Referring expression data
'''

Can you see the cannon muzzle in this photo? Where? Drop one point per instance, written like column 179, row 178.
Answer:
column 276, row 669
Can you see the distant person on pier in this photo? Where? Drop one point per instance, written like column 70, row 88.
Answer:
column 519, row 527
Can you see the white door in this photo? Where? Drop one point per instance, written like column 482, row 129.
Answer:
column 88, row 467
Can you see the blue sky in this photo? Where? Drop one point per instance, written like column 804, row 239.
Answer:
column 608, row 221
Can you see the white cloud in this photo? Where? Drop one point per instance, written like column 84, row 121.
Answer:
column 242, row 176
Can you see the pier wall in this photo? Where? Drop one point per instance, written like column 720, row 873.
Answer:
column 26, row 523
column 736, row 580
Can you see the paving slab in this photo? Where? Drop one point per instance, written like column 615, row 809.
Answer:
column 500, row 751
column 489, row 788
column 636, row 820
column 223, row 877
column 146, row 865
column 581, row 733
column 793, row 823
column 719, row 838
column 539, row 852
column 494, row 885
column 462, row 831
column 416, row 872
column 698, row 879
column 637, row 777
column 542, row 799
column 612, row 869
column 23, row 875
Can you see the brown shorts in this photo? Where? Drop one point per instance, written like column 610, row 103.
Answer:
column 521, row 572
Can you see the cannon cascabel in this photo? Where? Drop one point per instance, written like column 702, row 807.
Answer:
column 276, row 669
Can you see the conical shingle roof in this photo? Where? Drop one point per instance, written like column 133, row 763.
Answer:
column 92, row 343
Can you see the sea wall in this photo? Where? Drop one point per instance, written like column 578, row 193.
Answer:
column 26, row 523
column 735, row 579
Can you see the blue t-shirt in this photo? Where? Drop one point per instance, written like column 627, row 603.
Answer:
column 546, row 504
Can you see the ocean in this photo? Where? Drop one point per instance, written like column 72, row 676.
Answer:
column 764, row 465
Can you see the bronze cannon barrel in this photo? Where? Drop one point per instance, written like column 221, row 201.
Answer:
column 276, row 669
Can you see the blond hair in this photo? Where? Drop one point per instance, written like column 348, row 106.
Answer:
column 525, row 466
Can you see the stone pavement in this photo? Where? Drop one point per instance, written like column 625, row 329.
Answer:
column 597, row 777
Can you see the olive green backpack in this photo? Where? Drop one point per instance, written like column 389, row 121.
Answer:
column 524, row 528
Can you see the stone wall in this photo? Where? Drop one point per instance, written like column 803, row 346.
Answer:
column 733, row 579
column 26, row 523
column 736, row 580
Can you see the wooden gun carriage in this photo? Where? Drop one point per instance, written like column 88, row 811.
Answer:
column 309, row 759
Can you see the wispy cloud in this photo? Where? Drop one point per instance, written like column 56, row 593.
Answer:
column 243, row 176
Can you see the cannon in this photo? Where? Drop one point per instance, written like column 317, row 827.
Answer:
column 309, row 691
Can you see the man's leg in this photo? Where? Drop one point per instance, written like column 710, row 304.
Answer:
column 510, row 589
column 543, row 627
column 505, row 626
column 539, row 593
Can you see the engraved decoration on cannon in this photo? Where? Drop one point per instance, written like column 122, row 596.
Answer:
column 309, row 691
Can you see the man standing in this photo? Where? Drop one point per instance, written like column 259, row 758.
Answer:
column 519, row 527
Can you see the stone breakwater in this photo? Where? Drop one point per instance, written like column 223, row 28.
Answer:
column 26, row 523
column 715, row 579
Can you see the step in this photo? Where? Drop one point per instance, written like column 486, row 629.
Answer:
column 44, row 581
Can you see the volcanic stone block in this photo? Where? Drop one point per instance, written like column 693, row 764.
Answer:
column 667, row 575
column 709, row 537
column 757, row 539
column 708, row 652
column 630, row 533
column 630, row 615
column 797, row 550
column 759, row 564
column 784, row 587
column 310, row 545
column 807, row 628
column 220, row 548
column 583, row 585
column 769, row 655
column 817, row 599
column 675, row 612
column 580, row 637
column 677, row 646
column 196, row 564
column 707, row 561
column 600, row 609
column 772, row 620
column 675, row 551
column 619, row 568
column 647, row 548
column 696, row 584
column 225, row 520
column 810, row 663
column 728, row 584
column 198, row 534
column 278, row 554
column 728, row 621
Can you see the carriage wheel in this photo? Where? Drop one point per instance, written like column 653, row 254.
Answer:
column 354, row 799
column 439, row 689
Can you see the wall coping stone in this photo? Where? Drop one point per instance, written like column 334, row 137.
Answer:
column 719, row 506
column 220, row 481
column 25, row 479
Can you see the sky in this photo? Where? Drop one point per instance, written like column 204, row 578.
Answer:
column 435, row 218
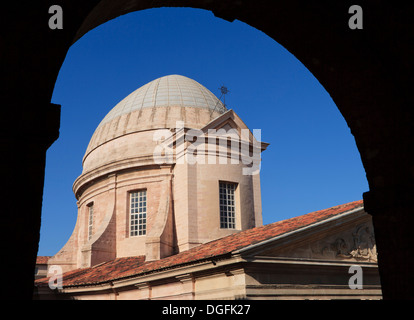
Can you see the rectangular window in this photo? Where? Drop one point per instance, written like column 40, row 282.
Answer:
column 90, row 224
column 138, row 213
column 227, row 205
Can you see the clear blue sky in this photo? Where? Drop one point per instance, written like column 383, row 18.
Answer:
column 312, row 162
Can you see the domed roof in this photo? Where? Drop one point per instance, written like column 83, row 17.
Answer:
column 157, row 105
column 172, row 90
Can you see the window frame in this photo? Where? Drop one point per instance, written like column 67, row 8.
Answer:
column 228, row 211
column 91, row 209
column 138, row 199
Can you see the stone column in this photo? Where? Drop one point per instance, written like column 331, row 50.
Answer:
column 392, row 211
column 23, row 156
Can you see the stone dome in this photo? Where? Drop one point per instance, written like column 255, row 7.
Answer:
column 158, row 104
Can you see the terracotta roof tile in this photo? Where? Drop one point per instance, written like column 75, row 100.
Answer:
column 131, row 266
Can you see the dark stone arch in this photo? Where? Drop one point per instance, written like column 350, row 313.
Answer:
column 367, row 73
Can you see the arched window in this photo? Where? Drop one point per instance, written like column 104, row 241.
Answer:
column 138, row 213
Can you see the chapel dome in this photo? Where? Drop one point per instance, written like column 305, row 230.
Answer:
column 157, row 104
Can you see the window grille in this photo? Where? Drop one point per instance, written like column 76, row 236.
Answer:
column 227, row 205
column 138, row 213
column 90, row 223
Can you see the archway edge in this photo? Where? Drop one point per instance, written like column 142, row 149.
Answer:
column 368, row 74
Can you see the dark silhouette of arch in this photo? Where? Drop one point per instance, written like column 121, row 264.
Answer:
column 367, row 73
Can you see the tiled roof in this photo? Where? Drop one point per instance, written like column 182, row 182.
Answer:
column 133, row 266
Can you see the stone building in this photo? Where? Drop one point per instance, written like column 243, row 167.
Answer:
column 169, row 206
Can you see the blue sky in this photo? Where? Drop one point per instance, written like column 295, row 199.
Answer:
column 312, row 162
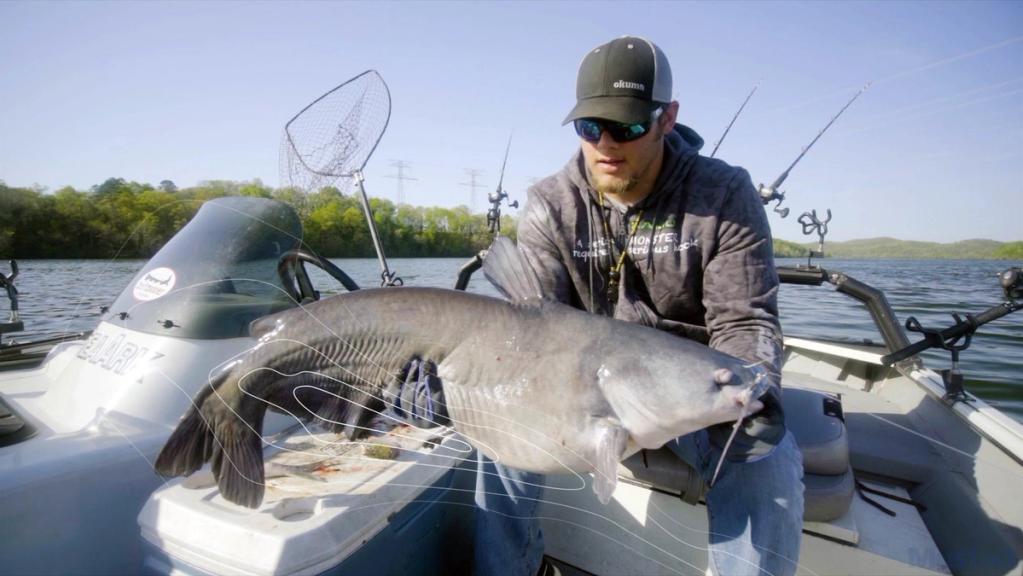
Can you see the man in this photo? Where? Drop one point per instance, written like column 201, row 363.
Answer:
column 640, row 227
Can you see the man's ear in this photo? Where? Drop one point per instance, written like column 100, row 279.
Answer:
column 669, row 116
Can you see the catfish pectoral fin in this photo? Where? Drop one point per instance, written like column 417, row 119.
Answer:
column 187, row 449
column 237, row 464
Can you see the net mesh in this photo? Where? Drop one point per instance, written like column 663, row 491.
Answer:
column 334, row 137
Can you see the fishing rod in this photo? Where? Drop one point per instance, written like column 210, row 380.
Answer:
column 771, row 193
column 734, row 119
column 493, row 221
column 495, row 197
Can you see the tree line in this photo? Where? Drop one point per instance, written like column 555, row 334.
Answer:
column 123, row 219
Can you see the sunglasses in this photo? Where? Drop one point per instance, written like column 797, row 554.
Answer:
column 589, row 129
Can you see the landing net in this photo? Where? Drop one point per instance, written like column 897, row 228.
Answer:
column 330, row 140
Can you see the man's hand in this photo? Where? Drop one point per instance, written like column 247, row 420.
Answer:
column 417, row 395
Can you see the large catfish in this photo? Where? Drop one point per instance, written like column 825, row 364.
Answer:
column 533, row 384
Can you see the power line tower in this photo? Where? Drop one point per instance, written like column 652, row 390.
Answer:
column 473, row 185
column 401, row 165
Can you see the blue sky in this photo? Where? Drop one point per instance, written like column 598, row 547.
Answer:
column 198, row 91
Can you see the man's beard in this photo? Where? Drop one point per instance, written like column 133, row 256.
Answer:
column 612, row 186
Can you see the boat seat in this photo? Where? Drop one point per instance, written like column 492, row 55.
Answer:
column 814, row 419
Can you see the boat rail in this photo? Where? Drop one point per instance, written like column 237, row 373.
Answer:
column 986, row 419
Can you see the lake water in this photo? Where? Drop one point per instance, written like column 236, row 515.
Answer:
column 67, row 295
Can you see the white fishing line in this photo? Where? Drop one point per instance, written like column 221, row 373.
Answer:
column 899, row 75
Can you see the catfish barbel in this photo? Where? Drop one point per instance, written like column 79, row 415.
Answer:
column 533, row 384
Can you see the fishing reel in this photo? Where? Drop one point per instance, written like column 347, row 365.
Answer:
column 494, row 214
column 1012, row 283
column 769, row 194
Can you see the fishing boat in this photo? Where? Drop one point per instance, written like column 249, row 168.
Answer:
column 905, row 472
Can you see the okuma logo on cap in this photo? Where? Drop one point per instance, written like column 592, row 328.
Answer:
column 626, row 84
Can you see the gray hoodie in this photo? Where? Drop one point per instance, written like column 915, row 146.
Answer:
column 701, row 264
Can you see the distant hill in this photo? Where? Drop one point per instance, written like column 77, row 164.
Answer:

'''

Work request
How would the lines above read from the one with "Can you see the arched" to the one with "Can you see the man in", inclusive, with no pictures? Write them out exactly.

Answer to the exercise
Can you see the arched window in this photo? Where? Drop one point per instance, written like column 104, row 241.
Answer:
column 138, row 213
Can you see the chapel dome in this photo? Where? Drop one point per instance, written like column 305, row 230.
Answer:
column 157, row 104
Can you see the window grille in this photo? Where? Drop one point per instance, written like column 76, row 236.
Answer:
column 227, row 205
column 138, row 213
column 90, row 223
Can you see the archway edge in this photo? Where? Drop one point per instance, written like column 142, row 149.
Answer:
column 368, row 74
Can you see the dark silhouette of arch in this photo? Where? Drop one point per instance, written like column 121, row 264.
Answer:
column 367, row 73
Can you see the tiled roof in this photo? Where? Drop one point per instance, written like column 182, row 182.
Answer:
column 133, row 266
Can you see the stone building in this photo? Where? Drop one point per instance, written like column 243, row 167.
Answer:
column 169, row 206
Can you see the blue sky in this photo? Where? Drop one point per instance, written like column 295, row 199.
Answer:
column 312, row 162
Can you see the man in this photo? Where? Drop one point per instance, written like column 201, row 363.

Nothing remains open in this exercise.